* Aim *
Rewrite each line of the material below as a row in a Markdown table with the columns "Row" and "Line", numbering the rows in order and omitting blank lines.

* Extracted entries *
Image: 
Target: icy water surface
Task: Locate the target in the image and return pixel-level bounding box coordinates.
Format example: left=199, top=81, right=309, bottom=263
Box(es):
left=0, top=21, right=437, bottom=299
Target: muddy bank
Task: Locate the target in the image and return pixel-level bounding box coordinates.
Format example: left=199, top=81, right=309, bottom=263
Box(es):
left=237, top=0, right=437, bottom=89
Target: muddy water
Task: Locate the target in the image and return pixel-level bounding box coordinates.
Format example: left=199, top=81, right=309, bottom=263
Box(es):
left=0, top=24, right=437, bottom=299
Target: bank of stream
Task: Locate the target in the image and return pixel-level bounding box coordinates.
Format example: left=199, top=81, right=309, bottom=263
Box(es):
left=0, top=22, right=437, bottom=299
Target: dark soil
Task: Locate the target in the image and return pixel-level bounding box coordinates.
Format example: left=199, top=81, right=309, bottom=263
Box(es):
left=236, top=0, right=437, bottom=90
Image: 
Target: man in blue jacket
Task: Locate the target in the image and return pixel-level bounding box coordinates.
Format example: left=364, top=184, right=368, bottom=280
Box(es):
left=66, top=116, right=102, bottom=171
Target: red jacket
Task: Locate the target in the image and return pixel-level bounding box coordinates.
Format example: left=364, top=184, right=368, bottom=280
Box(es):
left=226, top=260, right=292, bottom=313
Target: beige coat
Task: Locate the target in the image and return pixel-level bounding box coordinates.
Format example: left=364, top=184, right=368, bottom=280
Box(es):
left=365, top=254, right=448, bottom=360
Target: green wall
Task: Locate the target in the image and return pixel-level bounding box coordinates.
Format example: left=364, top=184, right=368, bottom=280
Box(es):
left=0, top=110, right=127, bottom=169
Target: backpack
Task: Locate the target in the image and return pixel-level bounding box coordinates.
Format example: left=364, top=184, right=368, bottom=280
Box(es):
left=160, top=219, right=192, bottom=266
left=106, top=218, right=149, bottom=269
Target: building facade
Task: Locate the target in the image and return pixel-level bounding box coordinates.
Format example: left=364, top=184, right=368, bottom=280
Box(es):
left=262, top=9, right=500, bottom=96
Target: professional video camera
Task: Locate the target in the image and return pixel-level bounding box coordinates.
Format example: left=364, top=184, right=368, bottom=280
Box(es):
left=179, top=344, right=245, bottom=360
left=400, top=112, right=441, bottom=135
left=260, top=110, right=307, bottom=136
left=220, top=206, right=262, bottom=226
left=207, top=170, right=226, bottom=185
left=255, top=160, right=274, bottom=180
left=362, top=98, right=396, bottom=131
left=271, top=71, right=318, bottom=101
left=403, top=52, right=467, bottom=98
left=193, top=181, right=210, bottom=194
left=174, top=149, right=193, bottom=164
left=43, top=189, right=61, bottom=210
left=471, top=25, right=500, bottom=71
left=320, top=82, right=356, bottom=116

* Output below *
| Row | Line |
|---|---|
| 1 | Image:  |
| 2 | Target: icy water surface |
| 3 | Task: Locate the target in the image and return pixel-level bounding box coordinates. |
| 4 | Format example: left=199, top=81, right=309, bottom=263 |
| 5 | Box(es): |
| 6 | left=0, top=21, right=437, bottom=299 |
| 7 | Target: muddy bank |
| 8 | Task: Locate the target in the image and return pixel-level bounding box coordinates. |
| 9 | Format example: left=199, top=81, right=309, bottom=263 |
| 10 | Box(es): |
| 11 | left=237, top=0, right=437, bottom=89 |
| 12 | Target: muddy water |
| 13 | Task: Locate the target in the image and return pixel-level bounding box coordinates. |
| 14 | Format example: left=199, top=81, right=309, bottom=263 |
| 15 | Box(es): |
| 16 | left=0, top=24, right=437, bottom=299 |
| 17 | Target: bank of stream |
| 18 | Task: Locate the target in the image and return pixel-level bounding box coordinates. |
| 19 | Format example: left=199, top=81, right=309, bottom=263 |
| 20 | Box(es): |
| 21 | left=0, top=22, right=437, bottom=299 |
| 22 | Target: dark soil |
| 23 | Task: Locate the target in the image and return pixel-level bounding box coordinates. |
| 24 | Format example: left=199, top=81, right=309, bottom=263 |
| 25 | Box(es): |
| 26 | left=236, top=0, right=437, bottom=90 |
| 27 | Image:  |
| 28 | Target: man in blue jacket |
| 29 | Task: Locate the target in the image and return pixel-level bounding box coordinates. |
| 30 | Format example: left=364, top=184, right=368, bottom=280 |
| 31 | Box(es): |
| 32 | left=66, top=116, right=102, bottom=171 |
| 33 | Target: red jacket |
| 34 | Task: Locate the target in the image and return pixel-level bounding box coordinates. |
| 35 | Format example: left=364, top=184, right=368, bottom=280 |
| 36 | Box(es): |
| 37 | left=226, top=260, right=292, bottom=313 |
| 38 | Target: beige coat |
| 39 | Task: Locate the target in the image and return pixel-level bounding box coordinates. |
| 40 | Format example: left=364, top=184, right=368, bottom=280 |
| 41 | Box(es): |
| 42 | left=365, top=254, right=448, bottom=360 |
| 43 | Target: green wall |
| 44 | Task: Locate the target in the image and return pixel-level bounding box coordinates. |
| 45 | Format example: left=364, top=184, right=368, bottom=280 |
| 46 | Box(es): |
| 47 | left=0, top=110, right=127, bottom=169 |
| 48 | Target: backpack |
| 49 | Task: Locate the target in the image and return pixel-level bounding box coordinates. |
| 50 | Format example: left=364, top=184, right=368, bottom=280 |
| 51 | Box(es): |
| 52 | left=160, top=219, right=192, bottom=266 |
| 53 | left=106, top=218, right=149, bottom=269 |
| 54 | Target: building facade |
| 55 | Task: Locate the target in the image and return pixel-level bounding box coordinates. |
| 56 | Format example: left=364, top=184, right=368, bottom=280 |
| 57 | Box(es): |
| 58 | left=262, top=9, right=500, bottom=96 |
| 59 | Target: professional video camera |
| 60 | Task: Locate the target in the image and return pixel-level bounding box coordinates. |
| 61 | Format example: left=364, top=184, right=368, bottom=280 |
| 62 | Box(es): |
| 63 | left=179, top=344, right=245, bottom=360 |
| 64 | left=400, top=112, right=441, bottom=135 |
| 65 | left=260, top=110, right=307, bottom=136 |
| 66 | left=220, top=206, right=262, bottom=226 |
| 67 | left=207, top=170, right=226, bottom=185 |
| 68 | left=255, top=160, right=274, bottom=180 |
| 69 | left=362, top=98, right=396, bottom=131 |
| 70 | left=271, top=71, right=318, bottom=101 |
| 71 | left=403, top=52, right=467, bottom=98 |
| 72 | left=193, top=181, right=210, bottom=194 |
| 73 | left=174, top=149, right=193, bottom=164 |
| 74 | left=43, top=189, right=61, bottom=210 |
| 75 | left=471, top=25, right=500, bottom=71 |
| 76 | left=320, top=82, right=356, bottom=116 |